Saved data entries
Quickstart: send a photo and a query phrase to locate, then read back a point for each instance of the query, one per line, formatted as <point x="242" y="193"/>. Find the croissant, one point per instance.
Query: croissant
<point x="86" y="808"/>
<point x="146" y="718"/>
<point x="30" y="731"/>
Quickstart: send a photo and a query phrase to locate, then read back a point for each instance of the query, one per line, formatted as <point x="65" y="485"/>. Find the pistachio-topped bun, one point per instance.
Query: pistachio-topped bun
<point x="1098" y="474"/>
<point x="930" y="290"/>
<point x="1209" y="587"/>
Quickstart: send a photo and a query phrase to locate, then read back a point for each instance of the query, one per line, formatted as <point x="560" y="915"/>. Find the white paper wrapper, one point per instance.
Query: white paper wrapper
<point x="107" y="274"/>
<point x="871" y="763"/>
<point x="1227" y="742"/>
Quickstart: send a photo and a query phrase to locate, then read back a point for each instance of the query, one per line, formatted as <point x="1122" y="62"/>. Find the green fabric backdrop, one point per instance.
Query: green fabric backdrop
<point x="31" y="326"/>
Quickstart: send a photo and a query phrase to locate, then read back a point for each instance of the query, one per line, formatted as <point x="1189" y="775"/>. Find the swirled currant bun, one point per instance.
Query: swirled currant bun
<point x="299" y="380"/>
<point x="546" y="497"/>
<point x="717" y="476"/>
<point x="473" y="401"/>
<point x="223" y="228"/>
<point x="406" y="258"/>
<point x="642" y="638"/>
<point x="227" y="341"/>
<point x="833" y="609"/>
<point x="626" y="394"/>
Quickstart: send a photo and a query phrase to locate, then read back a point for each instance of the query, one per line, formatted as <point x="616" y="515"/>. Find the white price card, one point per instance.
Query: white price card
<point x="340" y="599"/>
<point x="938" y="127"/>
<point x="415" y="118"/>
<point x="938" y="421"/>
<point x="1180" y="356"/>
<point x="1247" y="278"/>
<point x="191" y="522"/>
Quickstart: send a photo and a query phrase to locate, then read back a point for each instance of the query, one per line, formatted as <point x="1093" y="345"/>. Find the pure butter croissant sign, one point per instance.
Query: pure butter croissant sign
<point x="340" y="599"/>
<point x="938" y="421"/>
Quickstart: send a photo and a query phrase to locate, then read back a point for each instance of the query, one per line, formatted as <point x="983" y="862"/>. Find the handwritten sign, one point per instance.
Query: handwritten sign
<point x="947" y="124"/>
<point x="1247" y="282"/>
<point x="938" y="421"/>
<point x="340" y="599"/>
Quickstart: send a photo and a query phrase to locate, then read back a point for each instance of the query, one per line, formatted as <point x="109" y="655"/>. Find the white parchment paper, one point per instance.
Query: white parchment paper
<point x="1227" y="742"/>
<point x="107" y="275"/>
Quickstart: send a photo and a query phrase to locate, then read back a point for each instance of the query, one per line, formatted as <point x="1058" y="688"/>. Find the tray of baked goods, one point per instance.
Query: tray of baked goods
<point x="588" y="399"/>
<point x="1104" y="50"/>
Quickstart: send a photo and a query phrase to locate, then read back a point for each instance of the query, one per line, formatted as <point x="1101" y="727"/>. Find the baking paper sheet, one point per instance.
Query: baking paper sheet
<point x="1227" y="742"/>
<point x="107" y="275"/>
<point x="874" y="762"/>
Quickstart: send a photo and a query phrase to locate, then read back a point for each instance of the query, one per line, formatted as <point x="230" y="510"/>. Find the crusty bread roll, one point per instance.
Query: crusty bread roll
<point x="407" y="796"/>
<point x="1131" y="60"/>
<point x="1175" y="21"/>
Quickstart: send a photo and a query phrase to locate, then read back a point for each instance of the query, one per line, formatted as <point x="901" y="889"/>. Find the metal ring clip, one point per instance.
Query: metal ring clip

WHAT TO DO
Would you give again, word for word, every line from the one with "roll, one point per instance." through the final line of the listing above?

WRITTEN RESPONSE
Quickstart: send a photo and a query phrase to locate, then read back a point for each instance of the query, one per line, formatted as <point x="230" y="510"/>. Find the crusty bread roll, one point per instance.
Query: crusty bread roll
<point x="407" y="796"/>
<point x="1131" y="60"/>
<point x="1175" y="21"/>
Quickstart: send a photo and a query phrase to locate, then read back a point for each instance of the query, one per line, formatted as <point x="901" y="889"/>. Find the metal ring clip, one point per instance.
Query: metal ring clip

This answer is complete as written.